### TRECHO DO TEXTO
Lívia Mello, da Coordenação-Geral de Ações Estratégias de Educação na Saúde, falou sobre a agenda política do Departamento de Gestão da Educação na Saúde (DEGES/SGTES) para o campo da educação profissional em saúde no SUS. “Está em disputa uma concepção de educação em que recolocamos a educação popular, a educação permanente, de trabalhadores do SUS não nos marcos de 1920, do Relatório Flexner, mas sim no marco de uma educação crítica. União e reconstrução passam por reconstruir a democracia e por uma concepção de trabalho, de educação e de saúde imbricadas nessa concepção de democracia”, ponderou.

Ainda na visão de Lívia, o OTS cumpre um papel de reorientação de políticas públicas: “Temos uma agenda intensa e desafiadora para ser construída com o Ministério da Educação. Retomamos a comissão interministerial e negociamos de abrir ainda esse mês um caminho para retomada da Subcomissão para discutir a formação técnica junto ao MEC e esperamos contar com vocês do OTS e dessa instituição que tem muito a contribuir conosco”.

Érica Cristina Silva Bowes, coordenadora-geral de Gestão e Valorização do Trabalho na Saúde do Departamento de Gestão e Regulação do Trabalho em Saúde (Degerts/SGTES), falou sobre as iniciativas da área sobre a qual é responsável. “É necessário que a gente saiba que o processo de educação deve olhar as necessidades do trabalho na saúde. Uma educação que seja voltada para o fortalecimento do SUS, de uma saúde pública e universal. É por isso que apontamos a necessidade de construir uma Política Nacional de Gestão do Trabalho e Educação na Saúde de forma articulada. É preciso pensar essas áreas de forma articulada para produção de sentidos e reencantamento do concreto dos trabalhadores da saúde”, adiantou, complementando: “A saúde é feita por gestores, trabalhadores, controle social e instituições de ensino. Estamos abertos para o processo de construção, articulados com as instituições formadoras e acadêmicas, faremos isso juntos”.

Compartilhando experiências

A diretora de Formação e Pesquisa da Associação de Doulas do Rio de Janeiro (Adoulas-RJ), Tarciane Ornelas, que também atua na coordenação do curso de doulas da EPSJV, contou sua experiência como doula. “Nós, doulas, por não termos uma regulamentação, somos autônomas, ou seja, vamos de um a um pedindo ’por favor, me contrate’. Isso gera uma confusão com o empreendedorismo e é assim que a maioria dos cursos privados vendem a formação das doulas. Eles pregam ’venham ser doulas, para ganhar uma renda extra, dona do seu próprio tempo’”, comentou.

### DADOS FORNECIDOS
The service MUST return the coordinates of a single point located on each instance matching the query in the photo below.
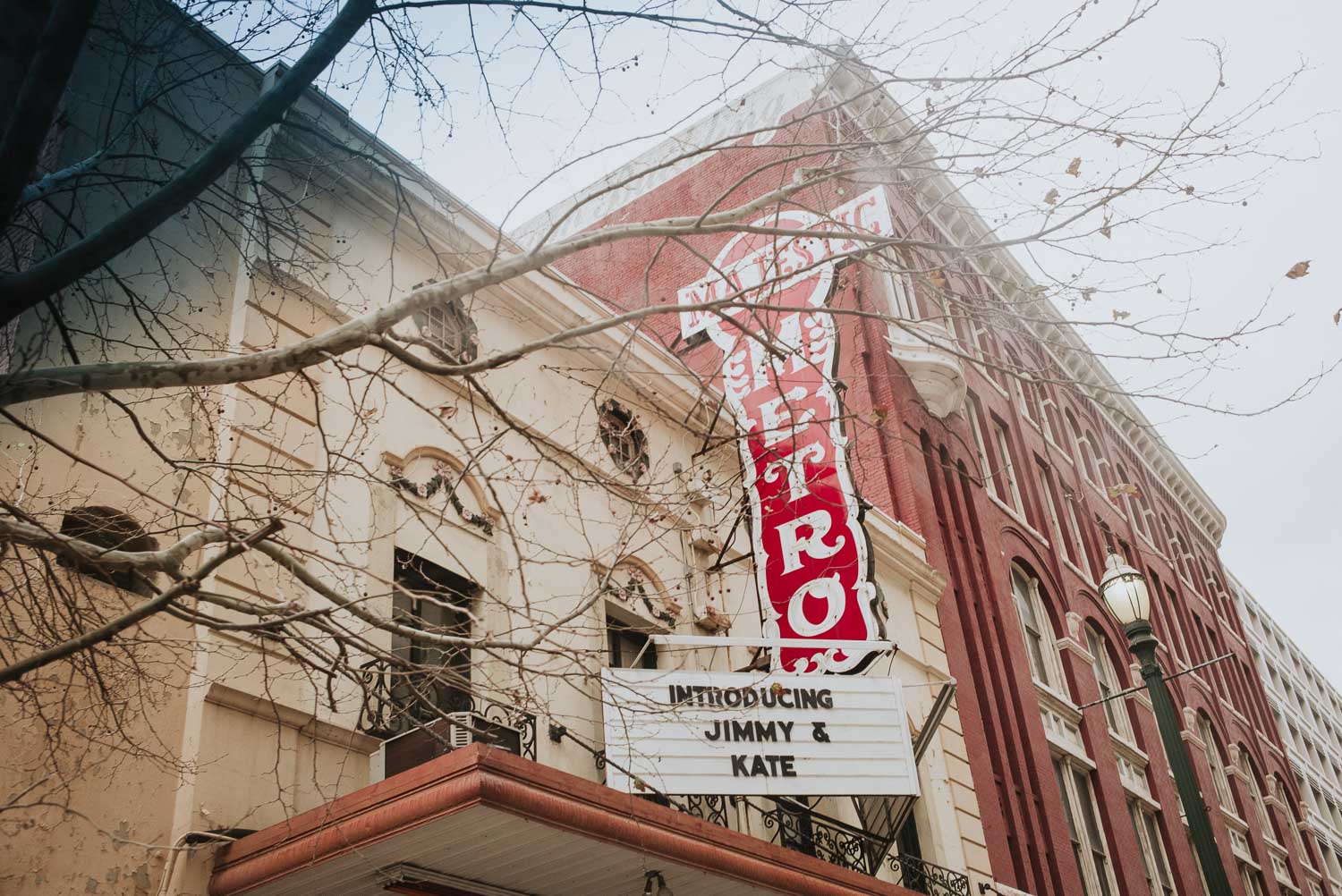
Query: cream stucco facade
(235, 734)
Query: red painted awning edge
(485, 775)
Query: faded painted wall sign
(811, 552)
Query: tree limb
(23, 290)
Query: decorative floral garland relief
(635, 589)
(432, 486)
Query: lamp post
(1129, 600)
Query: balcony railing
(853, 848)
(397, 702)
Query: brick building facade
(1007, 445)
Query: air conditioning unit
(440, 737)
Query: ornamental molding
(447, 477)
(923, 351)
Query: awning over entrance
(483, 816)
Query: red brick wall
(923, 472)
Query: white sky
(1275, 475)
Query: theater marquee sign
(811, 554)
(756, 734)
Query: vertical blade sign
(778, 367)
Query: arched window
(112, 530)
(1039, 635)
(623, 437)
(1090, 850)
(1084, 450)
(1216, 761)
(450, 329)
(1251, 782)
(435, 600)
(1102, 663)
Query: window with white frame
(1251, 783)
(1212, 751)
(1074, 530)
(1253, 879)
(1049, 496)
(1083, 828)
(1154, 861)
(985, 466)
(1030, 608)
(1009, 490)
(1116, 711)
(902, 302)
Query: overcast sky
(1275, 477)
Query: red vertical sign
(812, 557)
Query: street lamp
(1129, 600)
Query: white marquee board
(757, 734)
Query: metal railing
(853, 848)
(397, 702)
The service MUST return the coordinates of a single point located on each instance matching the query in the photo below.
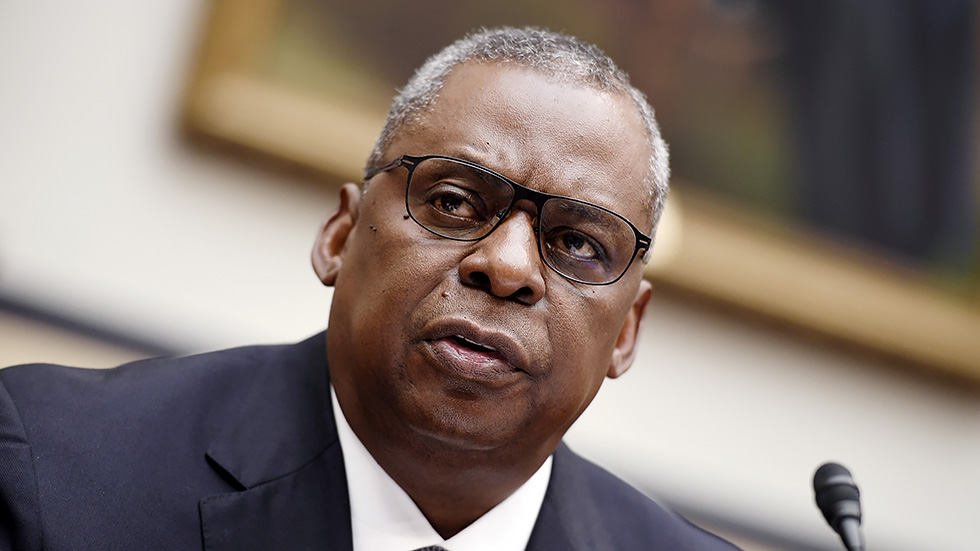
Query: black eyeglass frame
(521, 192)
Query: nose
(506, 263)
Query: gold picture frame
(705, 248)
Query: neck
(453, 490)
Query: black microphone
(840, 502)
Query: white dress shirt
(384, 517)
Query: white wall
(104, 214)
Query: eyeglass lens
(578, 240)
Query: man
(487, 276)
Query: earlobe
(629, 334)
(331, 241)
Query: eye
(449, 201)
(575, 245)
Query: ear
(331, 241)
(629, 334)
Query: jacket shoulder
(601, 511)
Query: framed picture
(753, 222)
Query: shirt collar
(384, 517)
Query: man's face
(478, 349)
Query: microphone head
(836, 493)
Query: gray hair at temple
(561, 57)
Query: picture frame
(706, 248)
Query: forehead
(562, 138)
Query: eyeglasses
(464, 201)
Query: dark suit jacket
(236, 450)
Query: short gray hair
(559, 56)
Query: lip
(447, 341)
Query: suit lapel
(567, 521)
(306, 509)
(280, 451)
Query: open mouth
(472, 345)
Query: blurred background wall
(123, 235)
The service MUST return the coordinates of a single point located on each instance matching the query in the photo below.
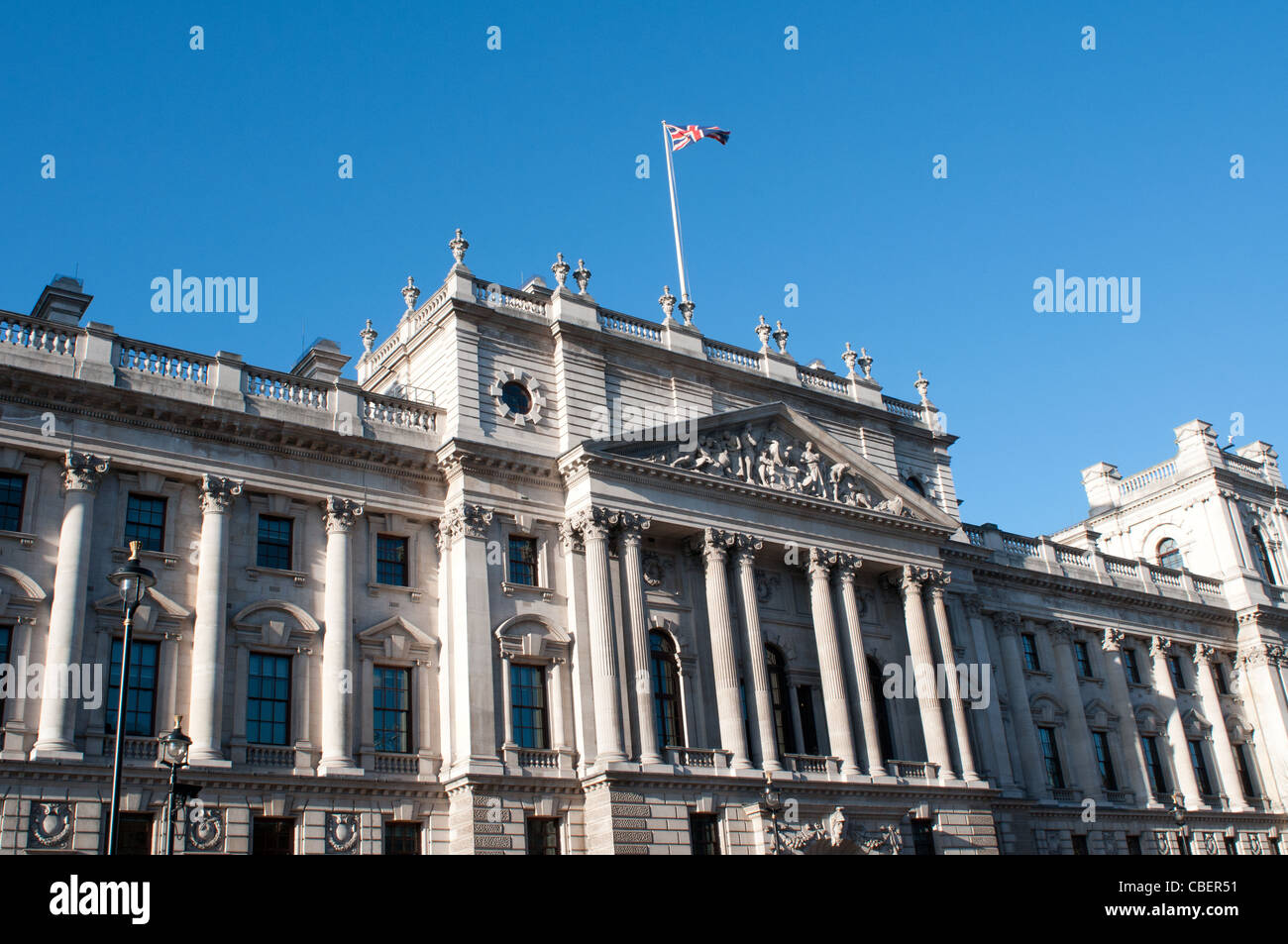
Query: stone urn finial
(459, 245)
(864, 364)
(922, 385)
(581, 275)
(781, 338)
(668, 301)
(561, 269)
(849, 356)
(410, 294)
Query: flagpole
(675, 218)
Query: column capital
(84, 471)
(631, 526)
(745, 546)
(820, 562)
(340, 514)
(218, 492)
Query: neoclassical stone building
(549, 577)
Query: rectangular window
(523, 561)
(1051, 758)
(1131, 665)
(271, 836)
(273, 548)
(809, 730)
(390, 699)
(922, 837)
(542, 836)
(12, 491)
(703, 833)
(400, 837)
(1080, 651)
(1199, 762)
(145, 522)
(1030, 652)
(268, 699)
(391, 561)
(528, 706)
(141, 704)
(1241, 764)
(1104, 760)
(1154, 764)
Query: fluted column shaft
(923, 672)
(961, 728)
(863, 684)
(205, 703)
(1224, 751)
(338, 640)
(715, 550)
(1078, 733)
(1185, 778)
(745, 561)
(1128, 733)
(1021, 716)
(81, 474)
(632, 569)
(593, 524)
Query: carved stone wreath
(342, 833)
(531, 384)
(51, 824)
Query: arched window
(1261, 556)
(883, 713)
(1168, 554)
(784, 733)
(666, 689)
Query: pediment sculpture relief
(769, 456)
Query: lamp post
(172, 750)
(133, 579)
(773, 802)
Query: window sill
(413, 592)
(527, 590)
(168, 561)
(256, 572)
(25, 540)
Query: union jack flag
(683, 137)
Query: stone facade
(549, 574)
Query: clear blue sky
(1107, 162)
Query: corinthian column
(630, 528)
(954, 695)
(1128, 734)
(715, 550)
(846, 567)
(1085, 768)
(593, 524)
(338, 639)
(1220, 736)
(745, 561)
(1018, 694)
(205, 703)
(81, 474)
(1185, 780)
(923, 670)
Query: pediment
(771, 447)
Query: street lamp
(172, 750)
(773, 802)
(133, 579)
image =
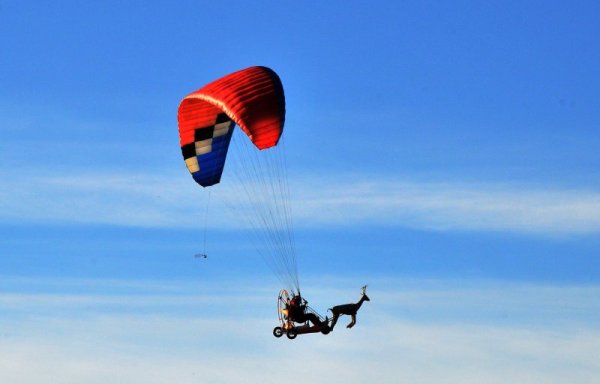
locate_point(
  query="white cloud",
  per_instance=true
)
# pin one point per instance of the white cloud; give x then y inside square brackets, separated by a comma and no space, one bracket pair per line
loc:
[163,200]
[390,343]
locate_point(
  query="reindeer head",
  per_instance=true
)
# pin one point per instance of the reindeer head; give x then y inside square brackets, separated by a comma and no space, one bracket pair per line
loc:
[364,296]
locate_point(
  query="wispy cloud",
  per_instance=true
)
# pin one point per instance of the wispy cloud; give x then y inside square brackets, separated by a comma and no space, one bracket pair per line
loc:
[172,200]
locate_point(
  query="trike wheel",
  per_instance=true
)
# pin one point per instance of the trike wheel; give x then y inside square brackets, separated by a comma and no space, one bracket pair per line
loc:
[292,333]
[277,332]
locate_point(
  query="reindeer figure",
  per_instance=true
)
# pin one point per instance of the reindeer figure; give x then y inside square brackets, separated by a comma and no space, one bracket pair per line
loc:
[349,309]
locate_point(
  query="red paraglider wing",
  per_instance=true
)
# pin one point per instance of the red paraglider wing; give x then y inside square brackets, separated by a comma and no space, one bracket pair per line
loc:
[253,98]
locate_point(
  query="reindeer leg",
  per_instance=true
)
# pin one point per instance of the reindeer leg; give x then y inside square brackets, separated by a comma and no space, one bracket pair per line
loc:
[334,320]
[352,322]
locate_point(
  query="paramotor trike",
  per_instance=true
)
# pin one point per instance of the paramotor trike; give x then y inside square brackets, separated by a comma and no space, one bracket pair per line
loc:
[288,326]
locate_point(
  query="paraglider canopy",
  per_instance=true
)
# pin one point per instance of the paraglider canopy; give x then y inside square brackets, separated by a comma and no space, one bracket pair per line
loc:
[251,98]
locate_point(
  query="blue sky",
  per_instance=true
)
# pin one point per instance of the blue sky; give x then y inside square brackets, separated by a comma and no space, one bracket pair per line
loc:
[446,153]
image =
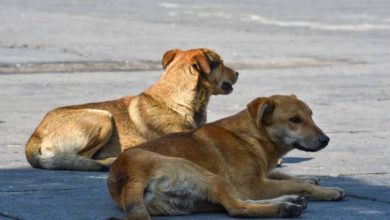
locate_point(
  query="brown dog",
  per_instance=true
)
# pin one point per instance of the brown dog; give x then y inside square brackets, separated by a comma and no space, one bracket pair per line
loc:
[226,163]
[91,136]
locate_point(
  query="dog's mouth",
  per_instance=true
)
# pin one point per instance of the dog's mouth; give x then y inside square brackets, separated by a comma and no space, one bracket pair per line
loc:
[227,87]
[298,146]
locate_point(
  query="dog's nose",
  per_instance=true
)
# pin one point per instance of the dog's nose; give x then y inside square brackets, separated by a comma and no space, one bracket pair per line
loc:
[227,87]
[324,140]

### INSTRUÇÕES DA TAREFA
Estenda o trecho sobre educação profissional em saúde no SUS, começando logo depois da última frase mostrada. Os dados vêm de uma fonte diferente da do trecho.

### RESPOSTA
Tarciane falou ainda sobre a importância da doula: “Pesquisas evidenciam que mulheres pobres, pretas e periféricas sofrem mais violências e estão sujeitas à mortalidade materna e neonatal. E nós temos uma trabalhadora que pode ser agente de transformação para esse cenário: a doula. A EPSJV tem um curso de qualificação e atualização profissional para doulas. Estamos atentas, fortes e organizadas para levar uma formação de qualidade”.

O vice-presidente do Sindicato Municipal dos Agentes Comunitários de Saúde do Rio de Janeiro (Sindacs-RJ), Wagner de Souza, concluiu a mesa falando sobre sua categoria. “O ACS luta para sobreviver dentro de uma equipe de família. Muitas das vezes, ele não tem voz. E quando ele tem uma boa formação, ele consegue ter voz, porque ele sabe seus direitos, seu lugar, sabe o que é ser um profissional de saúde. Mas muitos não têm a bagagem que uma formação técnica pode trazer”, lamentou.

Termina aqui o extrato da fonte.